**Provided records:**
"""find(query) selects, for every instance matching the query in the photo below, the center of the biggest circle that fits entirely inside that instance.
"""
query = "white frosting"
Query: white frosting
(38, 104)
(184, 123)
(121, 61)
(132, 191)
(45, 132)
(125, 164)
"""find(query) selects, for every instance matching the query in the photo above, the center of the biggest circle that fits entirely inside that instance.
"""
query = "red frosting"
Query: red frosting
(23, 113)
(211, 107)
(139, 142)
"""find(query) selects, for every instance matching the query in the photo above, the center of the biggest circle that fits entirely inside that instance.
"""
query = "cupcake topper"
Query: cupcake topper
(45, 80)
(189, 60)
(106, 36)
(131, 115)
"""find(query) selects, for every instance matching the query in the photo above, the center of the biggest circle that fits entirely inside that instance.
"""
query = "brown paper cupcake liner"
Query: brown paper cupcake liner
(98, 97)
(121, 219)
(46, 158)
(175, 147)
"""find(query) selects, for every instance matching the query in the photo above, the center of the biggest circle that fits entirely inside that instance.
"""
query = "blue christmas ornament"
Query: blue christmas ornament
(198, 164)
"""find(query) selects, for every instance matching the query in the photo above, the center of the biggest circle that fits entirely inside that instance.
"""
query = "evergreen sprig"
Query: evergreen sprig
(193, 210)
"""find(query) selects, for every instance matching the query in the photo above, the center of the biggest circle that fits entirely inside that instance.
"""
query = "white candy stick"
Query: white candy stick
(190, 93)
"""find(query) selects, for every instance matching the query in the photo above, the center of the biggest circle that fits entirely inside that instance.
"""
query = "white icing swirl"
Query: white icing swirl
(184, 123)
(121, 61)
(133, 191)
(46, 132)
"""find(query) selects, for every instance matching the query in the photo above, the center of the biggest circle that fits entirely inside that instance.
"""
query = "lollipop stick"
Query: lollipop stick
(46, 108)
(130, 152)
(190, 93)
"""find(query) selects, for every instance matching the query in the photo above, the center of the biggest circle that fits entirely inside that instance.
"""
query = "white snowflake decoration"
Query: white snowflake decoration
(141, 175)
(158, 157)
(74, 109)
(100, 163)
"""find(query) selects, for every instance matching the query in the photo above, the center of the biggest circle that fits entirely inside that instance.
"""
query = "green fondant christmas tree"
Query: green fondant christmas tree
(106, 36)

**What to work on:**
Each record above is to be written out again exactly.

**Output of the task:**
"""find(query) selects, for every instance matching the query in the photo below, the center of the biggest circle that fits entirely inside that instance.
"""
query = "white frosting"
Query: white frosting
(38, 104)
(184, 123)
(121, 61)
(132, 191)
(45, 132)
(125, 164)
"""find(query) selects, for every instance matching the query in the photo above, the center of the biggest circle that fits entirely inside that instance.
"""
query = "red frosting"
Query: red frosting
(23, 113)
(211, 107)
(139, 142)
"""find(query) selects, for every instance matching the query in the photo above, the center of the biggest circle that fits entirely inside that instance.
"""
query = "cupcake topper"
Query: cupcake topper
(45, 80)
(189, 60)
(106, 36)
(131, 115)
"""find(query) selects, for every instance matching the query in the photo above, the center of the biggest circle that fits entirely inside that instance.
"""
query = "brown paper cupcake liner"
Query: brown paper cupcake liner
(98, 97)
(121, 219)
(46, 158)
(175, 147)
"""find(query) selects, for every instance matching the query in the photo above, the center of the biggest circle that fits entirely inside that instance.
"""
query = "blue christmas ornament"
Query: blue christmas ornament
(198, 164)
"""find(query) selects, for every instance matching the query in the photo above, the center of the biggest circle that fits entirely inside that instance.
"""
query = "evergreen sprig"
Query: evergreen sprig
(193, 210)
"""find(query) selects, for every instance matching the query in the photo above, the center of the biggest circle that fits entirely inside that instance.
"""
query = "white candy stick"
Query: white candy stick
(190, 93)
"""find(query) selects, for every instance matching the query in the photo above, the center of the biggest circle that fits entirely inside that instance.
"""
query = "white icing swirl"
Query: white icing swirl
(184, 123)
(121, 61)
(133, 191)
(46, 132)
"""find(query) selects, for every instance matching the query in the photo above, the center of the biggest circle that fits entirely inside that instance.
"""
query = "lollipop stick"
Query: lollipop stick
(46, 108)
(130, 152)
(190, 93)
"""find(query) selects, for every instance matching the query in the photo above, the center of the biggest circle that fits entirely inside that instance.
"""
query = "white snowflake decoration"
Query: white snowflake decoration
(141, 175)
(158, 157)
(74, 109)
(100, 163)
"""find(query) selects, for every instance matching the query in the photo above, the center of the biggest circle that fits entirely inside that instance.
"""
query = "green fondant christmas tree"
Query: green fondant christmas tree
(106, 36)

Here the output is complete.